»Part Three: Patristic Reception of Jewish Christianity« (163–251) setzt die Spurensuche in den Schriften der Kirchenväter (Justin, Irenäus, Tertullian, Hippolyt, Origenes, Pseudo-Tertullian, Eusebius, Hieronymus und Epiphanius) weiter fort. B.s These ist, dass man zwischen Nazaräern und Ebioniten unterscheiden könne (obwohl die Begriffe bei den Kirchenvätern oft ineinanderlaufen): Nazaräer hätten nur am jüdischen Gesetz festgehalten, während Ebioniten darüber hinaus die jungfräuliche Geburt Jesu geleugnet hätten (181 f.192). Während für Epiphanius bereits das reine Festhalten am jüdischen Gesetz als Häresie gebrandmarkt wird (179), unterscheiden Justin (191) und Hieronymus hier gewissenhafter (181 f.). Auch die Frage nach judaisierenden Christen (»Judaizers«, 235–251) wird in ihrer Problematik (leider nur sehr kurz!) angerissen: »Christians who have added to their faith certain Jewish practices«.

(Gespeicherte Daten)
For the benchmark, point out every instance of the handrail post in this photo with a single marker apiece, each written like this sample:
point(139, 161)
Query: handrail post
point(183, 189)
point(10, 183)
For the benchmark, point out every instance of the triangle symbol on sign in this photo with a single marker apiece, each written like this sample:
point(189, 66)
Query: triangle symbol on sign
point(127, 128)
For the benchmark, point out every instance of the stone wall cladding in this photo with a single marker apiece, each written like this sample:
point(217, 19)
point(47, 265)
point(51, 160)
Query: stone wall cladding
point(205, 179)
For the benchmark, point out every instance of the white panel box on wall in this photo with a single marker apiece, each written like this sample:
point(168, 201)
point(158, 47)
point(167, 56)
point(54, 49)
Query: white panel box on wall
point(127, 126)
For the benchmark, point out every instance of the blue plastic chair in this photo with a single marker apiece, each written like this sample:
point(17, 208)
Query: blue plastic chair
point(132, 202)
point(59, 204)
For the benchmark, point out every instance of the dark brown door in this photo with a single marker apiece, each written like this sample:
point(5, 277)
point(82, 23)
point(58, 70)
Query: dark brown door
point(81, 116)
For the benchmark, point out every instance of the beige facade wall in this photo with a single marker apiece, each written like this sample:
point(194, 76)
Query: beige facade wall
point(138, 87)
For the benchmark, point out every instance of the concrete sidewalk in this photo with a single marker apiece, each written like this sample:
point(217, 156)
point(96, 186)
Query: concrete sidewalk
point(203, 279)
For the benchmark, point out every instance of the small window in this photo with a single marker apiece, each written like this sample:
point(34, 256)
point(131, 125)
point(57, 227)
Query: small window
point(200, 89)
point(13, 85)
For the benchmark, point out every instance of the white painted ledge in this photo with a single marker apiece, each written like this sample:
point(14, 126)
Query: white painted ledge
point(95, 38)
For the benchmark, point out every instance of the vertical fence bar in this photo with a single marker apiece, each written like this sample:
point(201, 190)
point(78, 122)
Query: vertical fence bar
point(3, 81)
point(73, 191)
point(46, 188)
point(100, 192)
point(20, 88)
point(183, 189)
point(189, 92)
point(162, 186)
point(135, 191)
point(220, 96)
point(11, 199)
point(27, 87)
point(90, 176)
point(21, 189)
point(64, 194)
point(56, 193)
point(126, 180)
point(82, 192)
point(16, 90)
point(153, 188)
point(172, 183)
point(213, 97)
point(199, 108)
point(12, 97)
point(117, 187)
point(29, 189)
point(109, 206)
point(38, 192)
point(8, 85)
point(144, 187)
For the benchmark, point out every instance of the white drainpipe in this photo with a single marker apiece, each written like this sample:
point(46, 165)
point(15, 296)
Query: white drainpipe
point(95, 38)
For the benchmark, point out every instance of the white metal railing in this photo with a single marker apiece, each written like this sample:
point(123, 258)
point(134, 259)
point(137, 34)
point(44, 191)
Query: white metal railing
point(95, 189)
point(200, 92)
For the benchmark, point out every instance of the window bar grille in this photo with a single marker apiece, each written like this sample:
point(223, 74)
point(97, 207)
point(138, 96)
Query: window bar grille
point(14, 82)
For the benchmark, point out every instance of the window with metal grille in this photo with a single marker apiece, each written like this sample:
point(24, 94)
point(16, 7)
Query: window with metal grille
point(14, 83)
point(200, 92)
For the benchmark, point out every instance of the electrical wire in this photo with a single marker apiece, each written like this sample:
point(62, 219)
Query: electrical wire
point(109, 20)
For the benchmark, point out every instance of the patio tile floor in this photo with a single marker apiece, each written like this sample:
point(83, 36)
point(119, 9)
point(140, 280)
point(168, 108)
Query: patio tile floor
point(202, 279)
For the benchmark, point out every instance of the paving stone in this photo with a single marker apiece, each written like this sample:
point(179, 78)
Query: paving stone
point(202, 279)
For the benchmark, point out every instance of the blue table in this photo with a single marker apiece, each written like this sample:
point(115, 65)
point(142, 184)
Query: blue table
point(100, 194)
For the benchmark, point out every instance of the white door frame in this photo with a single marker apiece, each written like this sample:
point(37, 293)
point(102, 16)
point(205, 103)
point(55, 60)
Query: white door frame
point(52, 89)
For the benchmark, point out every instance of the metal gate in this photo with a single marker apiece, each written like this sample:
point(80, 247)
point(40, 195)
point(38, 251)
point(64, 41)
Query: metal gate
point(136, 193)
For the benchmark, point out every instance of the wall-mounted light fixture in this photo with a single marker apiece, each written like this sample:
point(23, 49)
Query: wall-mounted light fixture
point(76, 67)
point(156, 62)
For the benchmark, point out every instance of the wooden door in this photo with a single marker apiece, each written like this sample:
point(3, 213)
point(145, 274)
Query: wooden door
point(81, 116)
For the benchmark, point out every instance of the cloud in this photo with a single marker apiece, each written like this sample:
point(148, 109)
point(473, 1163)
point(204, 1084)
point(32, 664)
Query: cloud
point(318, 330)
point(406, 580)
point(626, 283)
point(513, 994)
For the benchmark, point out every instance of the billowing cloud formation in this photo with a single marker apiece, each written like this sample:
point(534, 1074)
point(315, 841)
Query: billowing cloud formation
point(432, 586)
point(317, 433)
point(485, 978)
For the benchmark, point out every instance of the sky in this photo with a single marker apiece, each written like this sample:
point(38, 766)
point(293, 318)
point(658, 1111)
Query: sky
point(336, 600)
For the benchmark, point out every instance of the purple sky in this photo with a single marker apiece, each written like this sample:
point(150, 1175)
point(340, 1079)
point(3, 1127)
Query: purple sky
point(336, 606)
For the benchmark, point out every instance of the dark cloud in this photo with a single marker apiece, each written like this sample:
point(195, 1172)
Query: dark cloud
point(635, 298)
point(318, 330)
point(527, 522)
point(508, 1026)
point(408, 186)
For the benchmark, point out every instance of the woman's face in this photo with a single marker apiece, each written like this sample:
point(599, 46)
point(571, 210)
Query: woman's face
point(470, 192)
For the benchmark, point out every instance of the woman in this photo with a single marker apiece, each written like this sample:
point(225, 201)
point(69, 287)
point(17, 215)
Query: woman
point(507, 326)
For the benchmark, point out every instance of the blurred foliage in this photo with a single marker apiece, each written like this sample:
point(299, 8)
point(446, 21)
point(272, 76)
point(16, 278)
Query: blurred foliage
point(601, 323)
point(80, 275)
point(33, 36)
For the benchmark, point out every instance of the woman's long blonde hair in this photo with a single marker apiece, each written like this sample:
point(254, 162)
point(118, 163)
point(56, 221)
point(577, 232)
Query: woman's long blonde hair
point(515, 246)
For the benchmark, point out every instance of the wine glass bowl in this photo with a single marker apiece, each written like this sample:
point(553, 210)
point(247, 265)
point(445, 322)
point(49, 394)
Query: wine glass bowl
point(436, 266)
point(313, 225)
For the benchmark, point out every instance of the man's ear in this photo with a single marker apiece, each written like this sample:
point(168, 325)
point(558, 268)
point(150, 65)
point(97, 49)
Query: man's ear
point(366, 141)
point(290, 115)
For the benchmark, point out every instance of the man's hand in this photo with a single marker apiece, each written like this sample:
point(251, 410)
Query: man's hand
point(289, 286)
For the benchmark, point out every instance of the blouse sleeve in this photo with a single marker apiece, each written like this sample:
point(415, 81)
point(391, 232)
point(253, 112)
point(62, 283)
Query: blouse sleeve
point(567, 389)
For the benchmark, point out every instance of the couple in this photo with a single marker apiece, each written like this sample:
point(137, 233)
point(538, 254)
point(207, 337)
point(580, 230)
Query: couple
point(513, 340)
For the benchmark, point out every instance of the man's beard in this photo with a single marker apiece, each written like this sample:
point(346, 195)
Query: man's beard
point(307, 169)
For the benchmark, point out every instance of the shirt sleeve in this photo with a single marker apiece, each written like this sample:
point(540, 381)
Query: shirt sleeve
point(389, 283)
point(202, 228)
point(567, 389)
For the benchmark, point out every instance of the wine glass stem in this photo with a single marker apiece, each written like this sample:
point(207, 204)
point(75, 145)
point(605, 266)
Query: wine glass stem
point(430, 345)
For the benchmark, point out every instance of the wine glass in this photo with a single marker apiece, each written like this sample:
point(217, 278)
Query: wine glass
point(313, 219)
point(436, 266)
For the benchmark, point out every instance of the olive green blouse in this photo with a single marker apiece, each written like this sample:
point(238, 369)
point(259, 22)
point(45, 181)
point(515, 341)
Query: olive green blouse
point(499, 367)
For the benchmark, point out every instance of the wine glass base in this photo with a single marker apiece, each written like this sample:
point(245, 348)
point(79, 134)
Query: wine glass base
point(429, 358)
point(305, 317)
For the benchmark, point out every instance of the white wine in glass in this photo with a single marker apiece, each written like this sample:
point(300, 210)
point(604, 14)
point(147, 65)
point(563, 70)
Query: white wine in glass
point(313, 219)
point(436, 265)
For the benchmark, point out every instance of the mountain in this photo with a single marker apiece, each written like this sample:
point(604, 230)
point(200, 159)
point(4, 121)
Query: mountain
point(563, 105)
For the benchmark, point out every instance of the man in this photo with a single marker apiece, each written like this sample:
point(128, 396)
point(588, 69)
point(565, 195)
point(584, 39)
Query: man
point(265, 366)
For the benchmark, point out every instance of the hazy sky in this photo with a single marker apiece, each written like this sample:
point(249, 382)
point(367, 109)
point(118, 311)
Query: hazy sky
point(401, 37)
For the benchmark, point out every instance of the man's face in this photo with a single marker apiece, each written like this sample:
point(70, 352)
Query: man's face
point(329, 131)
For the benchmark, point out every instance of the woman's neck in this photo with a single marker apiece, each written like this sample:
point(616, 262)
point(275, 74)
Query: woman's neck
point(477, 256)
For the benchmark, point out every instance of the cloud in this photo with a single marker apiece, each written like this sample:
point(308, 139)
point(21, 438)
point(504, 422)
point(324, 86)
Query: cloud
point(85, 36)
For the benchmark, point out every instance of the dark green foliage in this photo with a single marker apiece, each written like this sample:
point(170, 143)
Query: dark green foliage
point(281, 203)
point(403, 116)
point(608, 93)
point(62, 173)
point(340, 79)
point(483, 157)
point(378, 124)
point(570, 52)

* **Aufgabe A**
Nenne alle Kirchenväter, die im Textauszug in dem Satz beginnend mit „Während für Epiphanius“ vorkommen.
* **Aufgabe B**
Was haben die Ebioniten laut Textauszug über das Festhalten am jüdischen Gesetz hinaus getan?
* **Aufgabe C**
Setze den Textauszug über das Judenchristentum bei den Kirchenvätern nach seinem letzten Satz fort.

* **Antwort A**
Epiphanius, Justin, Hieronymus

* **Antwort B**
Sie haben die jungfräuliche Geburt Jesu geleugnet.

* **Antwort C**
»Part Four: Other Evidence for Jewish Christianity« (254–351) un­tersucht die judenchristlichen Apokryphen (Hebräer-, Nazaräer- und Ebionäerevangelium, Petrusapokalypse, Pseudoklementinen), diskutiert die Birkhat ha-Minim und geht sehr kenntnisreich der vieldiskutierten »Archeological Evidence for Jewish Christianity« (301–351) nach. Gerade diese archäologische Auseinandersetzung mit der Thematik ist ausgesprochen verdienstreich, schlägt B. doch mit angemessen kritischer Urteilskraft eine Bresche in den Dschungel der (bisweilen allzu wild wuchernden!) Hypothesen.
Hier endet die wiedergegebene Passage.